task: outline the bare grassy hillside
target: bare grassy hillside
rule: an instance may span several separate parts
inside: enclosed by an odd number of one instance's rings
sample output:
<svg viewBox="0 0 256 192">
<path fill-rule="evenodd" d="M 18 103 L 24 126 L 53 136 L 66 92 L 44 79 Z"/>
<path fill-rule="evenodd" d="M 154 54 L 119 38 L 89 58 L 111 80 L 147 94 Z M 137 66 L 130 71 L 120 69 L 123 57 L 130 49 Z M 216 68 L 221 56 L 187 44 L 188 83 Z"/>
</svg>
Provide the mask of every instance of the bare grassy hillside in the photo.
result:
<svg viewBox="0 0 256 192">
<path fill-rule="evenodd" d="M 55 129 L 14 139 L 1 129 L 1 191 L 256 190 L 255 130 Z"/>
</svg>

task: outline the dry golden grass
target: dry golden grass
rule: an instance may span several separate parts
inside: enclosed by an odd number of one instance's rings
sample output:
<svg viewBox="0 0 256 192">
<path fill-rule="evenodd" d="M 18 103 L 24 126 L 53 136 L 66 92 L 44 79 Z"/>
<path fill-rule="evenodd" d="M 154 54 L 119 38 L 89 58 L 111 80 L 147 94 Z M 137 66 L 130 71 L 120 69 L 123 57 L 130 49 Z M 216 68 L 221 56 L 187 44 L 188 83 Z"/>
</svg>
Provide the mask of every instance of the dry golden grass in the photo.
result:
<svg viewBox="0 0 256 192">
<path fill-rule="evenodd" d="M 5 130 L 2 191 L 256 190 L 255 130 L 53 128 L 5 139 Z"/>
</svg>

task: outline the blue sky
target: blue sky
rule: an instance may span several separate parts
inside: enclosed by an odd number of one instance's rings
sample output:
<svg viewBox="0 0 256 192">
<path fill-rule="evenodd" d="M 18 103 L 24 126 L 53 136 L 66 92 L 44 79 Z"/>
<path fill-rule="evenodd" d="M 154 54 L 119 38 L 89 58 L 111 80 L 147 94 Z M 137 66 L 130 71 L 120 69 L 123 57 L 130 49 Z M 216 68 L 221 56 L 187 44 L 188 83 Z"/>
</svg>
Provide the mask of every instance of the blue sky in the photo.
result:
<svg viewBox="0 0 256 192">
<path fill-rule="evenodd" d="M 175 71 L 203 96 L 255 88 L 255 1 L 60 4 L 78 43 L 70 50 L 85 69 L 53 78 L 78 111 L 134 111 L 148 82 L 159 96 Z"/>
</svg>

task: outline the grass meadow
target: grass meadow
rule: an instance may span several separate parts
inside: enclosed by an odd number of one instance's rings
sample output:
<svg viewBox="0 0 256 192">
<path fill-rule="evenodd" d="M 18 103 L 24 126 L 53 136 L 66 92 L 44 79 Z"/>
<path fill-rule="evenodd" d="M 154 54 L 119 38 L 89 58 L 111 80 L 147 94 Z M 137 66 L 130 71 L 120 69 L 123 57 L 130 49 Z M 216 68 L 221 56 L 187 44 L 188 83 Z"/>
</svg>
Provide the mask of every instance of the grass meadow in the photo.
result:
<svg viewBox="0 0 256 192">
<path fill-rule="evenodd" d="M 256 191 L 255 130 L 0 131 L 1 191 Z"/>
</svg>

## Instructions for the task:
Extract the full listing above without altering anything.

## Finished exercise:
task: outline the bare grassy hillside
target: bare grassy hillside
rule: an instance may span several separate parts
inside: enclosed by an odd number of one instance's rings
sample output:
<svg viewBox="0 0 256 192">
<path fill-rule="evenodd" d="M 18 103 L 24 126 L 53 136 L 66 92 L 44 79 Z"/>
<path fill-rule="evenodd" d="M 154 54 L 119 38 L 89 58 L 111 80 L 147 94 Z M 137 66 L 130 71 L 120 69 L 123 57 L 130 49 Z M 216 68 L 221 56 L 187 44 L 188 83 Z"/>
</svg>
Provide the mask of every instance of the bare grassy hillside in the photo.
result:
<svg viewBox="0 0 256 192">
<path fill-rule="evenodd" d="M 55 129 L 14 139 L 1 129 L 1 191 L 256 190 L 255 130 Z"/>
</svg>

task: outline the dry golden grass
target: dry golden grass
rule: an instance may span several separate parts
inside: enclosed by an odd number of one instance's rings
sample output:
<svg viewBox="0 0 256 192">
<path fill-rule="evenodd" d="M 18 103 L 24 126 L 53 136 L 66 92 L 44 79 Z"/>
<path fill-rule="evenodd" d="M 154 54 L 119 38 L 89 58 L 111 80 L 147 94 Z M 137 66 L 130 71 L 120 69 L 123 57 L 130 49 Z M 216 68 L 221 56 L 187 44 L 188 83 Z"/>
</svg>
Provide the mask of every instance of the dry golden grass in the photo.
result:
<svg viewBox="0 0 256 192">
<path fill-rule="evenodd" d="M 5 130 L 2 191 L 256 190 L 255 130 L 53 128 L 5 139 Z"/>
</svg>

task: outline the blue sky
target: blue sky
rule: an instance may span several separate parts
inside: enclosed by an odd number of one instance's rings
sample output:
<svg viewBox="0 0 256 192">
<path fill-rule="evenodd" d="M 18 103 L 24 126 L 53 136 L 66 92 L 44 79 Z"/>
<path fill-rule="evenodd" d="M 154 54 L 119 38 L 89 58 L 111 80 L 147 94 Z M 137 66 L 130 71 L 120 69 L 123 57 L 130 49 Z M 216 68 L 221 56 L 187 44 L 188 83 Z"/>
</svg>
Provide the mask of every instance of the blue sky in the photo.
result:
<svg viewBox="0 0 256 192">
<path fill-rule="evenodd" d="M 175 71 L 203 96 L 255 88 L 255 1 L 60 4 L 78 43 L 70 50 L 85 69 L 53 78 L 78 111 L 134 111 L 148 82 L 159 96 Z"/>
</svg>

task: outline the grass meadow
target: grass meadow
rule: an instance may span several separate parts
inside: enclosed by an odd number of one instance's rings
sample output:
<svg viewBox="0 0 256 192">
<path fill-rule="evenodd" d="M 18 103 L 24 126 L 53 136 L 66 92 L 44 79 Z"/>
<path fill-rule="evenodd" d="M 154 54 L 119 38 L 89 58 L 111 80 L 147 94 Z M 137 66 L 130 71 L 120 69 L 123 57 L 130 49 Z M 216 68 L 221 56 L 187 44 L 188 83 Z"/>
</svg>
Provide the mask of every instance of the grass meadow in the photo.
result:
<svg viewBox="0 0 256 192">
<path fill-rule="evenodd" d="M 256 191 L 255 130 L 0 131 L 1 191 Z"/>
</svg>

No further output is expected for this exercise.